DIRECTIONS:
Render the data below as a JSON list of strings with one string per line, skipping blank lines and leaving out the pictures.

ENTRIES PROVIDED:
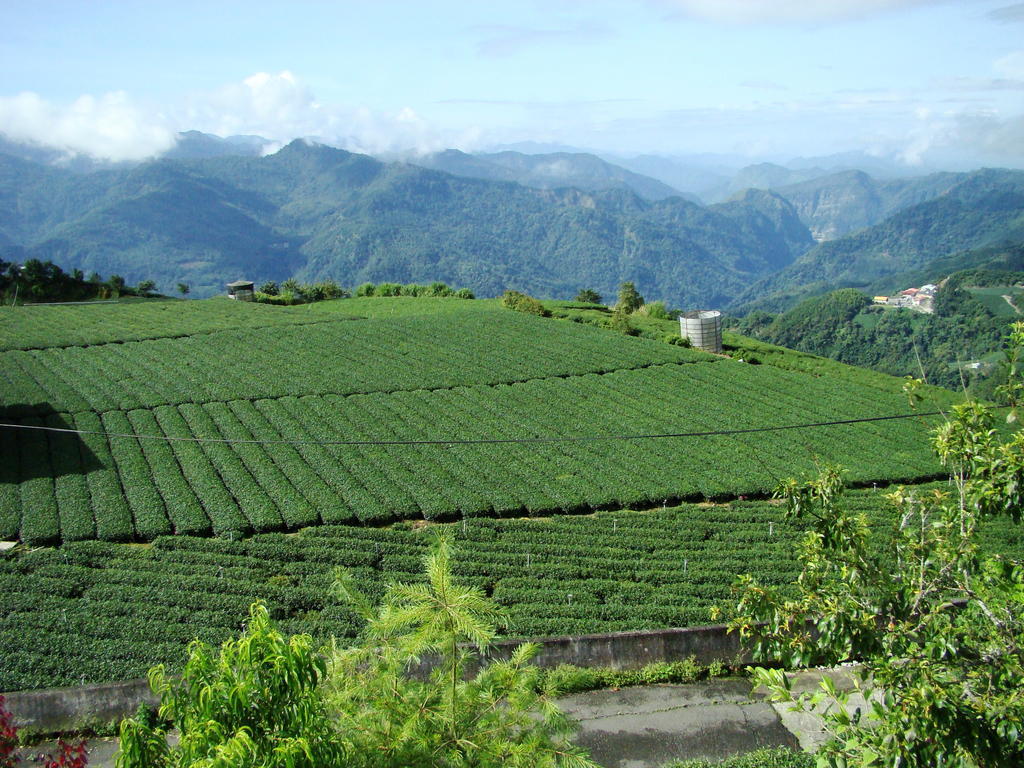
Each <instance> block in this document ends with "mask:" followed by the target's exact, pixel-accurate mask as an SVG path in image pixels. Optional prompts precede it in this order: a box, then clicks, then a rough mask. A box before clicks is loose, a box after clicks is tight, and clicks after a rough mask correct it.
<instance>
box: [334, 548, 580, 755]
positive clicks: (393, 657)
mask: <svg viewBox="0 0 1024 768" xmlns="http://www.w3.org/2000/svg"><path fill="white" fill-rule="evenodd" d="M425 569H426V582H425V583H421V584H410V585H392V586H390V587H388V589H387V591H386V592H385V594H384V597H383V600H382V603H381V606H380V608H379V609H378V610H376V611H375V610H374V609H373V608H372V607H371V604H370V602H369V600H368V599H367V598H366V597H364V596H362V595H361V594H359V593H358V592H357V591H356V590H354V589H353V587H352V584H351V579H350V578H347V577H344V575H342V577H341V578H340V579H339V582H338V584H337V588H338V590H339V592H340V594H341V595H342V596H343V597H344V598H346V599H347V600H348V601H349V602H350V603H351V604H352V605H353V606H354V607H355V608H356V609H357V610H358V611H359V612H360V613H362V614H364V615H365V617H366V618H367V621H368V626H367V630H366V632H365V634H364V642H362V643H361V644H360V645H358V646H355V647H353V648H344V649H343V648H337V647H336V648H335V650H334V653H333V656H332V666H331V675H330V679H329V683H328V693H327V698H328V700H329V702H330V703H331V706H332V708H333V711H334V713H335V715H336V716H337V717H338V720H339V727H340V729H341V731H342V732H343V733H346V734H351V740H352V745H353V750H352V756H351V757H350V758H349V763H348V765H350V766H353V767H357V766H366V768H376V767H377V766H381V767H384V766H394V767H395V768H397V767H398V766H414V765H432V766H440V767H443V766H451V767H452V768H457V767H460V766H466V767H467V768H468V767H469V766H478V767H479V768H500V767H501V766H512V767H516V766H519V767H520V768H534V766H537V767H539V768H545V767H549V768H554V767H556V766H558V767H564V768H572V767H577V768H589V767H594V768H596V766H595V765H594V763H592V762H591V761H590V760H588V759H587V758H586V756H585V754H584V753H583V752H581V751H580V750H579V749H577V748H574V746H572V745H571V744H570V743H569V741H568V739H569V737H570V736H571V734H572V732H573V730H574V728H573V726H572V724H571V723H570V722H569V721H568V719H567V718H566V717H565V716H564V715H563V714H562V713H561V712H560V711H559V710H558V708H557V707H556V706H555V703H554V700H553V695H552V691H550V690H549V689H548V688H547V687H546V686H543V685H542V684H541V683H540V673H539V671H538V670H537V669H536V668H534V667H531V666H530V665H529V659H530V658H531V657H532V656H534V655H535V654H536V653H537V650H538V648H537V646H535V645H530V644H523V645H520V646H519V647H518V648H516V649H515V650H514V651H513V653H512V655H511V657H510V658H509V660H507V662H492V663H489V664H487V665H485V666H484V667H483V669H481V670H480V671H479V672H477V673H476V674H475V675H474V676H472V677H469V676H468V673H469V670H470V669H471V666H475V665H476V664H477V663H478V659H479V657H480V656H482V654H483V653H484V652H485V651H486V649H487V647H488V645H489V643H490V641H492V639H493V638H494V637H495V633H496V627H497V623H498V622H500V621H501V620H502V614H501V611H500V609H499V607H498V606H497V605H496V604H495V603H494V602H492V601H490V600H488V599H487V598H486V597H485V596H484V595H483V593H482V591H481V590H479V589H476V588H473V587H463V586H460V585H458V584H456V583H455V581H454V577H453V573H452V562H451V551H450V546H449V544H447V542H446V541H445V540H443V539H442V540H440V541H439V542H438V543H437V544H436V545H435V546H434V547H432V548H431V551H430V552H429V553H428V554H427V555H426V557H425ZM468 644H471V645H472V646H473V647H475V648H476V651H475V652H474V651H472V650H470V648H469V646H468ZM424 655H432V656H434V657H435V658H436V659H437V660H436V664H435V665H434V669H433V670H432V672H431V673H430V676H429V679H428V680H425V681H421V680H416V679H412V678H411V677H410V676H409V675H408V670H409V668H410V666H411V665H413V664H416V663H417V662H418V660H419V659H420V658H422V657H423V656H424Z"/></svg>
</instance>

EXERCISE ANSWER:
[
  "Each <instance> block in this document ends with \"mask:\" followed by the target's exact, pixel-accurate mask as an SVG path in image pixels. Optional prompts precede it in this order: a box, then clicks, then a rough mask. A box before clicks is loose, a box after clicks is tight, and clicks after a rough mask correct it.",
  "<instance>",
  "box: [334, 548, 580, 755]",
  "positive clicks: (393, 657)",
  "mask: <svg viewBox=\"0 0 1024 768\" xmlns=\"http://www.w3.org/2000/svg\"><path fill=\"white\" fill-rule=\"evenodd\" d=\"M425 569H426V582H425V583H421V584H410V585H392V586H390V587H388V589H387V591H386V592H385V594H384V597H383V600H382V603H381V606H380V608H379V609H378V610H376V611H375V610H374V609H373V608H372V607H371V604H370V602H369V600H368V599H367V598H366V597H364V596H362V595H361V594H359V593H358V592H357V591H356V590H354V589H353V587H352V584H351V579H350V578H347V577H344V575H342V577H341V578H340V579H339V582H338V584H337V588H338V590H339V592H340V594H341V595H342V596H343V597H344V598H346V599H347V600H348V601H349V602H350V603H351V604H352V605H353V606H354V607H355V608H356V609H357V610H358V611H359V612H360V613H362V614H364V615H365V617H366V618H367V621H368V626H367V630H366V632H365V634H364V642H362V643H361V644H360V645H358V646H355V647H353V648H344V649H343V648H337V647H336V648H335V650H334V653H333V656H332V666H331V675H330V679H329V683H328V693H327V698H328V700H329V702H330V703H331V706H332V708H333V711H334V713H335V715H336V716H337V717H338V720H339V727H340V729H341V731H342V732H343V733H346V734H351V740H352V745H353V750H352V756H351V757H350V758H349V763H348V765H350V766H353V767H357V766H366V768H376V767H377V766H381V767H384V766H394V767H395V768H397V767H398V766H414V765H432V766H440V767H443V766H451V767H452V768H457V767H460V766H466V767H467V768H468V767H469V766H478V767H479V768H500V767H501V766H512V767H516V766H519V767H520V768H534V766H537V767H539V768H545V767H549V768H554V767H556V766H558V767H564V768H572V767H577V768H589V767H594V768H596V766H595V765H594V763H592V762H591V761H590V760H588V759H587V758H586V756H585V754H584V753H583V752H581V751H580V750H579V749H577V748H574V746H572V745H571V744H570V743H569V741H568V739H569V737H570V736H571V734H572V732H573V730H574V728H573V726H572V724H571V723H570V722H569V721H568V719H567V718H566V717H565V716H564V715H563V714H562V713H561V712H560V711H559V710H558V708H557V707H556V706H555V703H554V700H553V695H552V691H550V690H549V689H548V688H547V687H546V686H543V685H542V684H541V683H540V673H539V671H538V670H537V669H536V668H534V667H531V666H530V665H529V659H530V658H531V657H532V656H534V655H535V654H536V653H537V650H538V648H537V646H535V645H530V644H523V645H520V646H519V647H518V648H516V649H515V650H514V651H513V653H512V655H511V657H510V658H509V660H507V662H492V663H489V664H487V665H485V666H484V667H483V669H481V670H480V671H479V672H477V673H476V674H475V675H474V676H472V677H469V676H468V673H469V670H470V669H471V666H475V665H476V664H477V663H478V659H479V657H480V656H482V654H483V653H484V652H485V651H486V649H487V647H488V645H489V643H490V641H492V639H493V638H494V637H495V633H496V627H497V623H498V622H500V621H501V620H502V614H501V611H500V609H499V607H498V606H497V605H496V604H495V603H494V602H492V601H490V600H488V599H487V598H486V597H485V596H484V595H483V593H482V591H481V590H479V589H476V588H473V587H463V586H460V585H458V584H456V583H455V581H454V577H453V573H452V562H451V551H450V546H449V544H447V542H446V541H445V540H443V539H442V540H440V541H439V542H438V543H437V544H436V545H435V546H434V547H432V548H431V551H430V552H429V553H428V554H427V555H426V557H425ZM468 644H471V645H472V646H473V647H475V648H476V651H475V652H474V651H472V650H470V648H469V646H468ZM424 655H432V656H434V657H435V658H436V659H437V660H436V664H435V665H434V669H433V670H432V672H431V673H430V676H429V679H428V680H425V681H421V680H416V679H412V678H411V677H410V676H409V675H408V670H409V668H410V666H411V665H413V664H416V663H417V662H418V660H419V659H420V658H422V657H423V656H424Z\"/></svg>",
  "</instance>"
]